> DIRECTIONS
Keep only the lines that hold the string "fruit", filtering out the rest of the entries below.

Start of PROVIDED DATA

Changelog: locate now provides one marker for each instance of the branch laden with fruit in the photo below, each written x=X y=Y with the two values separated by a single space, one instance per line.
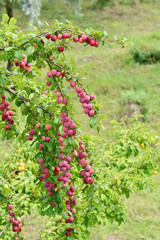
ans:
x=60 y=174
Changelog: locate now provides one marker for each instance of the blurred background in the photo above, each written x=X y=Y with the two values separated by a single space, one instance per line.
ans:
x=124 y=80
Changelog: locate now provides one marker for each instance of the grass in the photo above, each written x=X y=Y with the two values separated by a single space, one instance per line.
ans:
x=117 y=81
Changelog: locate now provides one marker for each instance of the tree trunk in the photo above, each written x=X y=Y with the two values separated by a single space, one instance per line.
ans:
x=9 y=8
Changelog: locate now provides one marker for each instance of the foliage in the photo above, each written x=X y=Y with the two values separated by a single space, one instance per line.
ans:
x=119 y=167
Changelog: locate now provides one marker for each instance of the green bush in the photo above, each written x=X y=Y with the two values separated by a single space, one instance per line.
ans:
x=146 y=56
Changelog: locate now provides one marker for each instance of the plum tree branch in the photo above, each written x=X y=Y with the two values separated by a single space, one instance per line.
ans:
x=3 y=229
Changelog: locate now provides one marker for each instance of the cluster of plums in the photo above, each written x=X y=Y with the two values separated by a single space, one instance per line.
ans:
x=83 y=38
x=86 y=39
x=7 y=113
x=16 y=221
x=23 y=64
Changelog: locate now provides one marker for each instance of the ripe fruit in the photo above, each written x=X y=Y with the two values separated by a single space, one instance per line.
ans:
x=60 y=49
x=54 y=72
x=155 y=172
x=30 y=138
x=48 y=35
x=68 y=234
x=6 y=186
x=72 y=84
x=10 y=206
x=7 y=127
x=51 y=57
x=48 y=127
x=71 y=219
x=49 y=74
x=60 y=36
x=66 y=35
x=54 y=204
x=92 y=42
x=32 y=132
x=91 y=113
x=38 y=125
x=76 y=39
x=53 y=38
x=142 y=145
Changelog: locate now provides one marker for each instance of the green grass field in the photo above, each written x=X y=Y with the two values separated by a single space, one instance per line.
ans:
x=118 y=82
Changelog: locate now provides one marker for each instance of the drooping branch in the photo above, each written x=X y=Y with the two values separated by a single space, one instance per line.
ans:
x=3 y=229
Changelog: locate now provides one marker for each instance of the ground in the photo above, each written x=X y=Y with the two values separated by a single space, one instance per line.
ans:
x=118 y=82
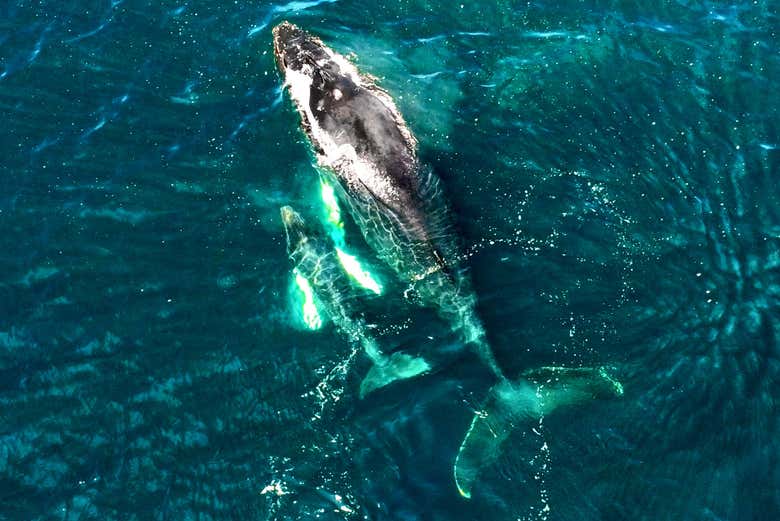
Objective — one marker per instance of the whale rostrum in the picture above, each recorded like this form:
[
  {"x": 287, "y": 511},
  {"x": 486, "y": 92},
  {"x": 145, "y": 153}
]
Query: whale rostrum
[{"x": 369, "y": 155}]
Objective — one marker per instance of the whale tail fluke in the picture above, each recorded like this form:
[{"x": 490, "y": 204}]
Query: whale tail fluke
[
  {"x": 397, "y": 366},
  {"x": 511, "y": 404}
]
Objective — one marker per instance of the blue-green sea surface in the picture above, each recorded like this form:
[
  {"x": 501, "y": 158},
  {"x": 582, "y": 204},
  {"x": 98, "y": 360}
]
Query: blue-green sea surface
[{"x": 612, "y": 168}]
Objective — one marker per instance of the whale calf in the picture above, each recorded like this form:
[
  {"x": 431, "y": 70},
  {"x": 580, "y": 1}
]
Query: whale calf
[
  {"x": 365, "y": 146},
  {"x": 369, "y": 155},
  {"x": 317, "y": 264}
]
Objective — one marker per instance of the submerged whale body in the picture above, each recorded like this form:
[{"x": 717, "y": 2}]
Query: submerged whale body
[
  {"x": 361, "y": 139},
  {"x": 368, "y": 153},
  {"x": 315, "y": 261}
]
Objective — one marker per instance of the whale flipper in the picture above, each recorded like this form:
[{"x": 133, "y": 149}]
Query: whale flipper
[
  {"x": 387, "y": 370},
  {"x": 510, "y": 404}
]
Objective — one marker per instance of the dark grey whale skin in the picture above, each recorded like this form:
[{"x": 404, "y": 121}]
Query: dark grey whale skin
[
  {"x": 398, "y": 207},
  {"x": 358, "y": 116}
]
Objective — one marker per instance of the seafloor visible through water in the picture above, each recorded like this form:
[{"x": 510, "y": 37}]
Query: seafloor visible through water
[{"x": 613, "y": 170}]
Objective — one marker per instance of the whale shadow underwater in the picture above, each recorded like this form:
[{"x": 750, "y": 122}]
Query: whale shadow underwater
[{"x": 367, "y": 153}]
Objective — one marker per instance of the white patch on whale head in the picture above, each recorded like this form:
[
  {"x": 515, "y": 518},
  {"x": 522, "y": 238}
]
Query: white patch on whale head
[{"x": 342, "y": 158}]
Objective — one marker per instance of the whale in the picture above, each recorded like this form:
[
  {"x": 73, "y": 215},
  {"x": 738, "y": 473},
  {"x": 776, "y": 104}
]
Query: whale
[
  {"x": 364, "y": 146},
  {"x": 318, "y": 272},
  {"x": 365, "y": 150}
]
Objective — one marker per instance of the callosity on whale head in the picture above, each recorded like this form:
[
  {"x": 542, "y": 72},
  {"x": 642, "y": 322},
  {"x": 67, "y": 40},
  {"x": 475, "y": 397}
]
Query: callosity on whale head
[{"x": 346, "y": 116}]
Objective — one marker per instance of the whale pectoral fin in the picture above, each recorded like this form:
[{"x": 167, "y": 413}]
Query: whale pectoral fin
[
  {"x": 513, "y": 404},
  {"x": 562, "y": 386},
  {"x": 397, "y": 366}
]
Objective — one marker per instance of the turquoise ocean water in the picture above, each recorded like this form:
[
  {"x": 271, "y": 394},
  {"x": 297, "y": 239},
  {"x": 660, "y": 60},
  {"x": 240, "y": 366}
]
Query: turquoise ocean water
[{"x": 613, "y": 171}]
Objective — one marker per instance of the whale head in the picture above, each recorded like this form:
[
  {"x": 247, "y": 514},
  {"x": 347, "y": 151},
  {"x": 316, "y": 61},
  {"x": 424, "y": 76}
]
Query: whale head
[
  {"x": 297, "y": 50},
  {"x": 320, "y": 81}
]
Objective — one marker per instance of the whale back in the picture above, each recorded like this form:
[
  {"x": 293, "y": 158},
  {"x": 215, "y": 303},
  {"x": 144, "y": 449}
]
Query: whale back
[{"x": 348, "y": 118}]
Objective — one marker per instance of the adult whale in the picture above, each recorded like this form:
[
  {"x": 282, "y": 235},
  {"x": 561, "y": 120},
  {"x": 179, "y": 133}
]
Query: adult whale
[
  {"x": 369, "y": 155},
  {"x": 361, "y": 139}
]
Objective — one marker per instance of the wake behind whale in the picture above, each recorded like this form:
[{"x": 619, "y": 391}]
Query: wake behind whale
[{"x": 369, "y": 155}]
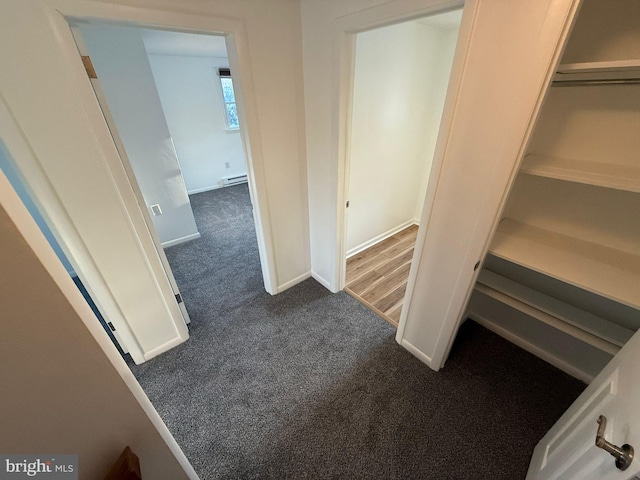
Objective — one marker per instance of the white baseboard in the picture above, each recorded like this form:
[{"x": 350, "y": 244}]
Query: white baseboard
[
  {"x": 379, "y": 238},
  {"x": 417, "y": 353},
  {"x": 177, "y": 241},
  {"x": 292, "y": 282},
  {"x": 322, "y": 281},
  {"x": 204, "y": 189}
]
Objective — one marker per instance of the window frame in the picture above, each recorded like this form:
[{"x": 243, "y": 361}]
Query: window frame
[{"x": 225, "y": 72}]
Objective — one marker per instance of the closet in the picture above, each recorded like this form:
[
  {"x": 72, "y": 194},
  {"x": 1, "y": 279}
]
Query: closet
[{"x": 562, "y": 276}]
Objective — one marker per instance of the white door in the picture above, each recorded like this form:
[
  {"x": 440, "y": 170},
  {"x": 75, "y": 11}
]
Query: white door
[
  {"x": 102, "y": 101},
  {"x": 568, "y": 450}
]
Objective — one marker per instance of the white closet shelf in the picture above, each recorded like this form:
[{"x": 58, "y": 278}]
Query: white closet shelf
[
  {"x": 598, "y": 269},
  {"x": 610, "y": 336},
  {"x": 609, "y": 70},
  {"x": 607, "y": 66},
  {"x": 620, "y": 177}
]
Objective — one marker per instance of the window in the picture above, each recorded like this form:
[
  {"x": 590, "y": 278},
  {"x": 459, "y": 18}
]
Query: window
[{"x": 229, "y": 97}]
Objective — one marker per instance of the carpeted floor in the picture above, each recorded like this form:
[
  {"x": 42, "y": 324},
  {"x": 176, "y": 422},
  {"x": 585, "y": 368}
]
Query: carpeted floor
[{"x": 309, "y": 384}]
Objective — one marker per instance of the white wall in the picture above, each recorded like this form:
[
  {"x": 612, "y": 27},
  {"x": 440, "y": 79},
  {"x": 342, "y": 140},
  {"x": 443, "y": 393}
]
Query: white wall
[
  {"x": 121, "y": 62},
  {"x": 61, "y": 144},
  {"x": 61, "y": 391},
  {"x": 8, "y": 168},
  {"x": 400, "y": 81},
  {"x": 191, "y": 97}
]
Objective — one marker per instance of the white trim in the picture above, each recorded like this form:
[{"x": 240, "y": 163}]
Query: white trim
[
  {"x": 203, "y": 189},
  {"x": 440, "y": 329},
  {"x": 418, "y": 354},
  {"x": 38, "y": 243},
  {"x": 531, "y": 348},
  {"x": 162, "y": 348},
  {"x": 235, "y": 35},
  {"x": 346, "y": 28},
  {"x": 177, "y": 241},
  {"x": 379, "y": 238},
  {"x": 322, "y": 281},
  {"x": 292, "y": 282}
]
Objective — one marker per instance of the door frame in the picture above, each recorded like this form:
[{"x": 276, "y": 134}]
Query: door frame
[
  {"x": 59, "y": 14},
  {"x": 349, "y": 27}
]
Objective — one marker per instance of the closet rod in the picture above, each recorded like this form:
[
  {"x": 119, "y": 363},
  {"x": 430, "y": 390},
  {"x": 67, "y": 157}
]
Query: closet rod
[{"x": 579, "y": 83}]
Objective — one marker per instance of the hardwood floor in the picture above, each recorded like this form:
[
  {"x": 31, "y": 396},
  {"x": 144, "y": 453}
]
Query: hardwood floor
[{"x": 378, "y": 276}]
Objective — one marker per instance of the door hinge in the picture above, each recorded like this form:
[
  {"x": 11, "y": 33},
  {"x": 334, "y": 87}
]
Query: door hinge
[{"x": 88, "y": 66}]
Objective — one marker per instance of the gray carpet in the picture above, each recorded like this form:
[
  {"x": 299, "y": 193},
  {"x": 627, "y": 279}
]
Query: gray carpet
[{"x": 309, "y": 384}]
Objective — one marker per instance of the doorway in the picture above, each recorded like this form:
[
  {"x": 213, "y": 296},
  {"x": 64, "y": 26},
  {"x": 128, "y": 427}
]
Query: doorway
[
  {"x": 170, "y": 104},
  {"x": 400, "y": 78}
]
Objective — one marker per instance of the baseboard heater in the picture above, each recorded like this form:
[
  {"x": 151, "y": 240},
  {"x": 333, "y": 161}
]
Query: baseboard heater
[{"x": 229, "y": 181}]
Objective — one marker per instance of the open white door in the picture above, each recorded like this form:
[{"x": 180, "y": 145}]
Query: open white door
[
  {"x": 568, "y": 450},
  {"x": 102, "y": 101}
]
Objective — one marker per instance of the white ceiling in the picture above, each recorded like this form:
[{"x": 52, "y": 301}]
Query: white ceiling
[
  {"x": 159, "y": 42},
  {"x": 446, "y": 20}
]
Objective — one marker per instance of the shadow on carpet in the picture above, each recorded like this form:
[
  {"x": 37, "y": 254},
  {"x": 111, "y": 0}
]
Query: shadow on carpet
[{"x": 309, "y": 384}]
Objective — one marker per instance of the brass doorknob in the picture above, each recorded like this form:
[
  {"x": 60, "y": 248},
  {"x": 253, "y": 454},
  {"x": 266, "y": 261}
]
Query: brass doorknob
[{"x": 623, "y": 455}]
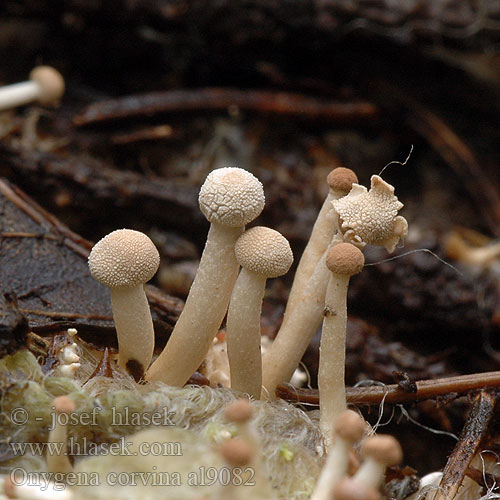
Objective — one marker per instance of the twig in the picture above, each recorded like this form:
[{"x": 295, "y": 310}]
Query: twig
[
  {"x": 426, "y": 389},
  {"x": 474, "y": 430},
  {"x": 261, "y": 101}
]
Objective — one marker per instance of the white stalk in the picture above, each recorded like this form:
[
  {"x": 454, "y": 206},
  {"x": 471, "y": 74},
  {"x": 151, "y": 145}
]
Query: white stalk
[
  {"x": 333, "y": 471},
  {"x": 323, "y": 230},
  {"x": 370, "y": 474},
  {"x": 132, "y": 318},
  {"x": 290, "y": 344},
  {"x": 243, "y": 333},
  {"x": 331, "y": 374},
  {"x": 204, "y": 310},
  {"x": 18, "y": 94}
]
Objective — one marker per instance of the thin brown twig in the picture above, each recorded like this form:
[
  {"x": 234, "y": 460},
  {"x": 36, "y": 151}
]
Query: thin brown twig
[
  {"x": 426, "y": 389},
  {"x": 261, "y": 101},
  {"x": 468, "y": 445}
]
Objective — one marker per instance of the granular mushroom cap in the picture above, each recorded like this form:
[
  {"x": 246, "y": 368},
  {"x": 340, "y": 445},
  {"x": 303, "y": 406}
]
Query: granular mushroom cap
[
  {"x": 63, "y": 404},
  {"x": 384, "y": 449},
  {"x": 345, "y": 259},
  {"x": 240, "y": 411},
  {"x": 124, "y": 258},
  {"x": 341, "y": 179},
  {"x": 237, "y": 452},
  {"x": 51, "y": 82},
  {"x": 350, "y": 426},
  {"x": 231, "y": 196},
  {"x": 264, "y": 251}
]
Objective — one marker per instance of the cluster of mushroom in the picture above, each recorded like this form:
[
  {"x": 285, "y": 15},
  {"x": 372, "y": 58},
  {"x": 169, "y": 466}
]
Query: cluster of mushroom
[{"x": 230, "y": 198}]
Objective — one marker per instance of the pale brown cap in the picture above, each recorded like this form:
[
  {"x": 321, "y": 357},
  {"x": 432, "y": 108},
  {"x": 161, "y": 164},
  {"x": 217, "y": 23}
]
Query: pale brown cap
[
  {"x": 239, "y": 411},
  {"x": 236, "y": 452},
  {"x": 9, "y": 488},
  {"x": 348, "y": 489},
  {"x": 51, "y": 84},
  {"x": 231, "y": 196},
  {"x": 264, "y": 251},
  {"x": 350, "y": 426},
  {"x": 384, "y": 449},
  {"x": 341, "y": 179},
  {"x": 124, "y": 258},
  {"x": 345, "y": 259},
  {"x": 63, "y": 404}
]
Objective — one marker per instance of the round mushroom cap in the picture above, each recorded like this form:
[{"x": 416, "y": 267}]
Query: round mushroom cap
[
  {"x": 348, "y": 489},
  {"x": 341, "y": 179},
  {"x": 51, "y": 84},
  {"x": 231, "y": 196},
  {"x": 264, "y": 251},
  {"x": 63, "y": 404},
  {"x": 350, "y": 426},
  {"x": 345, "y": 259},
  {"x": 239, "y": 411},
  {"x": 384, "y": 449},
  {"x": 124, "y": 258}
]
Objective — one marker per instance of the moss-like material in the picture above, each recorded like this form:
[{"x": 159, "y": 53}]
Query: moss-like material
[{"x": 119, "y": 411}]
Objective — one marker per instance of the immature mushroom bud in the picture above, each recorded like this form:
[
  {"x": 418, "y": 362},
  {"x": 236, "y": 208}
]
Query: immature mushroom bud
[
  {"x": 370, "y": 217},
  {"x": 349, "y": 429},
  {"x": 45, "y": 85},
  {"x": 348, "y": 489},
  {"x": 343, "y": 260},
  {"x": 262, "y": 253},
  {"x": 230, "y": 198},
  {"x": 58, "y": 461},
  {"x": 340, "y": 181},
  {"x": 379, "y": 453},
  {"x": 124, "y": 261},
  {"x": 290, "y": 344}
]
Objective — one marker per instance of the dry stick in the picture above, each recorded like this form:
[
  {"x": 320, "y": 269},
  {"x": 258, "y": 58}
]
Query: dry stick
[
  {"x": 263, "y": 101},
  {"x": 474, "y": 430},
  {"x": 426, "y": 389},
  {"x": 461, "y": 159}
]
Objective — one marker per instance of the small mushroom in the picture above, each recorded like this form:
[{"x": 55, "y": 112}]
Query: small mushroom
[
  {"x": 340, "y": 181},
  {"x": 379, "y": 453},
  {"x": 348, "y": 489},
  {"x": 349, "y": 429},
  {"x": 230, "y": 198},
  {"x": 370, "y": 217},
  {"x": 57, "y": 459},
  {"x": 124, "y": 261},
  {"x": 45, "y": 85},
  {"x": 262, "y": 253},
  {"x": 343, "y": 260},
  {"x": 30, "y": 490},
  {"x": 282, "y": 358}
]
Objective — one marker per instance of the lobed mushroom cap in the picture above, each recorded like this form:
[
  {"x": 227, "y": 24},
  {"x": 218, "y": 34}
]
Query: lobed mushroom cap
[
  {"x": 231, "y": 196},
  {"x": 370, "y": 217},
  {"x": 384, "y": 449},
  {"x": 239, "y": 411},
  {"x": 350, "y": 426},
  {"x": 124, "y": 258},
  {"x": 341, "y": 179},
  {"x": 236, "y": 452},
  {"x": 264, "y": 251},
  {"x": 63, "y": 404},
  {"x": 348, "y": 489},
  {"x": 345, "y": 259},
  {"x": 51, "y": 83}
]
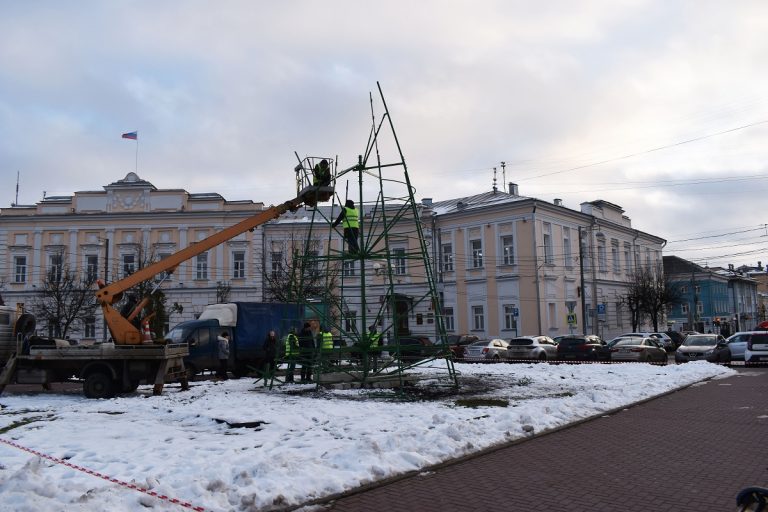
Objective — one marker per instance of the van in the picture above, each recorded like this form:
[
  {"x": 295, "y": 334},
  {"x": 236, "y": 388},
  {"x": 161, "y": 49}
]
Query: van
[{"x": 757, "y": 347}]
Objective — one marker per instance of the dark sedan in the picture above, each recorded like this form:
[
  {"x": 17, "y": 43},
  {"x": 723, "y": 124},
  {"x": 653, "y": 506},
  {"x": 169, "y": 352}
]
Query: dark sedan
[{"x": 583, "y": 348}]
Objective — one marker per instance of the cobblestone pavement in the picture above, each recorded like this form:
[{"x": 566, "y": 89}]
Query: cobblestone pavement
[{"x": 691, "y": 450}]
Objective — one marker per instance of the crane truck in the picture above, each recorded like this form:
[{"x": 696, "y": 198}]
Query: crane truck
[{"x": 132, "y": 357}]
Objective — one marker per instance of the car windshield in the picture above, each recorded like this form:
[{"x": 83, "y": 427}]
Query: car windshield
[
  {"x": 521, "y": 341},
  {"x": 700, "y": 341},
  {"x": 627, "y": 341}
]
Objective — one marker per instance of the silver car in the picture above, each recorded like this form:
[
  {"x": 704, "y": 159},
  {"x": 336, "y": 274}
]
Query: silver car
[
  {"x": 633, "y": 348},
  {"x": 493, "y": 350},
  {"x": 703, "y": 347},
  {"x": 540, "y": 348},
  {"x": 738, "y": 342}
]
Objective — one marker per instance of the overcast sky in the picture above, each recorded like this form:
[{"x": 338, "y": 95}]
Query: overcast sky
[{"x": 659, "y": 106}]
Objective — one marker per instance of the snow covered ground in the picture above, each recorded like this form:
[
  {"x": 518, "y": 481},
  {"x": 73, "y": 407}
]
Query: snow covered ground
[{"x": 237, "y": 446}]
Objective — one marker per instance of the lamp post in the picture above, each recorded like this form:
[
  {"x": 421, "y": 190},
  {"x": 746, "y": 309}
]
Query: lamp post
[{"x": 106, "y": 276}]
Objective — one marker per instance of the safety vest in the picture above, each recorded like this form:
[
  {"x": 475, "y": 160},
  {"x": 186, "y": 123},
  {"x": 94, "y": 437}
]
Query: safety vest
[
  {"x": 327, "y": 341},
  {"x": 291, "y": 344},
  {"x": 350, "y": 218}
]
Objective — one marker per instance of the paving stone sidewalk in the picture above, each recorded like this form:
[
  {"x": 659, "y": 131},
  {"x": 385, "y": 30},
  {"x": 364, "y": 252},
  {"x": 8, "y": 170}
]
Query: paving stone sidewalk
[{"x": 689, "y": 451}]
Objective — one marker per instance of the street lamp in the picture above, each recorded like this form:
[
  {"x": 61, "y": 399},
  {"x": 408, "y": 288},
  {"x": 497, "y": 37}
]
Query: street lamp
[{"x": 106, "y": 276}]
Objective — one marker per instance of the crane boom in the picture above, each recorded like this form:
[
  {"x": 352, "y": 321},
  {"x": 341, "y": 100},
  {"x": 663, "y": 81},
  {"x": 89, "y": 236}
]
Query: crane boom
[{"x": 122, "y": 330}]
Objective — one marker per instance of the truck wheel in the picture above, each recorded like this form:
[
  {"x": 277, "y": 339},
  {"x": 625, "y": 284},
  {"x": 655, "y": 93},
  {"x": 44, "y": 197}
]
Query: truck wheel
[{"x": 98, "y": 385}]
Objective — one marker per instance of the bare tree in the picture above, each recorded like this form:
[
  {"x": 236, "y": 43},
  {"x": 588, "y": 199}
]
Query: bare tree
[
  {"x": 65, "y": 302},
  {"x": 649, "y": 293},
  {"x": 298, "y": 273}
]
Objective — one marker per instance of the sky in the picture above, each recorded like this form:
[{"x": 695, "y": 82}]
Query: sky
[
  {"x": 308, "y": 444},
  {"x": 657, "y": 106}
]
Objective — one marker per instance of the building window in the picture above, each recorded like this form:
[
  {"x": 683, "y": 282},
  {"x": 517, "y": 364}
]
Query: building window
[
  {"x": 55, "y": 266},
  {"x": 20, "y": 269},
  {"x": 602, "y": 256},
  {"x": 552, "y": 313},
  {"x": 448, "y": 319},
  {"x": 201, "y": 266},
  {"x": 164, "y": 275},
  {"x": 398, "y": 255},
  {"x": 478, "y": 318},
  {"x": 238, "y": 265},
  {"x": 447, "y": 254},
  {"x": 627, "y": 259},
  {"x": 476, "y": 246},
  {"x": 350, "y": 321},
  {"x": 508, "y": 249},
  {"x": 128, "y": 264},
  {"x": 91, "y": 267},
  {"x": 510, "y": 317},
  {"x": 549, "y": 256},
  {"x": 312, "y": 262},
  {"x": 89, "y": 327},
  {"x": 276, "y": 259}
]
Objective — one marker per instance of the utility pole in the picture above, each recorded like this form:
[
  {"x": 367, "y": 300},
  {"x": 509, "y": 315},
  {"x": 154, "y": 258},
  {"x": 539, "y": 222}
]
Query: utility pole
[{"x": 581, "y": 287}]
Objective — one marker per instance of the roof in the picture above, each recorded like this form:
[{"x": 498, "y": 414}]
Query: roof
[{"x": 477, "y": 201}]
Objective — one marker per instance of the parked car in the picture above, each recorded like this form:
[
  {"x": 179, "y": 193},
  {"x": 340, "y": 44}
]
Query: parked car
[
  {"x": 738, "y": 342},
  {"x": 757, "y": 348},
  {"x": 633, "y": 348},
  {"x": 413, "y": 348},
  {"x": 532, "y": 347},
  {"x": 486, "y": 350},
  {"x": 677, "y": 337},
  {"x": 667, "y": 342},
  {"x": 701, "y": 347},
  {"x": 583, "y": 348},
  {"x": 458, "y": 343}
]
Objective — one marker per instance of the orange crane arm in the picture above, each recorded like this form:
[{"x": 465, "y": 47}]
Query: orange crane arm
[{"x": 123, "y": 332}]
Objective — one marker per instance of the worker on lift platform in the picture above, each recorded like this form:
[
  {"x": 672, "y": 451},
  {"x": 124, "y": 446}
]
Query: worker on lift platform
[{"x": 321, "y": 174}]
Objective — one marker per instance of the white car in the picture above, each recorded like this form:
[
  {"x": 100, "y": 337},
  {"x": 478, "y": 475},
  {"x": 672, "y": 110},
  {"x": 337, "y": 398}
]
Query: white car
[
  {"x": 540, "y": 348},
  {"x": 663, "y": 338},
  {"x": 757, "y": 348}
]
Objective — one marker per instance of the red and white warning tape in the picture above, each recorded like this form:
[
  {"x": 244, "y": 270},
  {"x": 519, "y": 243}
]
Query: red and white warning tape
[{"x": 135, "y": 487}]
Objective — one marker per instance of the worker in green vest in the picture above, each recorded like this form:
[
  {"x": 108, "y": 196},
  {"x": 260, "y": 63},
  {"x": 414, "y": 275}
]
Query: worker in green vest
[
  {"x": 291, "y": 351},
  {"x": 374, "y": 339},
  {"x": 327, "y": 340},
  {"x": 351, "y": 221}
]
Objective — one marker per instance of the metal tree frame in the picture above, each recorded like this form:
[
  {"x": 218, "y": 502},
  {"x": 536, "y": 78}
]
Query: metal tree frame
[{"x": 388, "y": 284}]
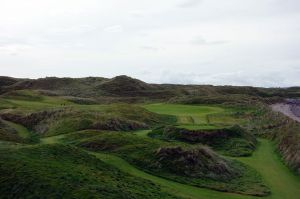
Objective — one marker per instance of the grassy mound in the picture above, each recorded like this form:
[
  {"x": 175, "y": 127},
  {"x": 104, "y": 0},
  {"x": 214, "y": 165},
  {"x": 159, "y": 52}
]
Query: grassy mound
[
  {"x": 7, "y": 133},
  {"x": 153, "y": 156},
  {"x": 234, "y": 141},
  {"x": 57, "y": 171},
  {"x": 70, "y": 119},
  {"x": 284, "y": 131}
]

End of PROVIDED DATA

> EXPECTED ANSWER
Changelog: locate now provides one marker for each instance of the branch laden with fruit in the photo below, each written x=X y=Y with the two values separated by a single space, one instance per line.
Changelog: locate now provides one marker for each instance of the ripe fruit in the photo above, each written x=X y=Y with the two values separated by a single space, one instance per line.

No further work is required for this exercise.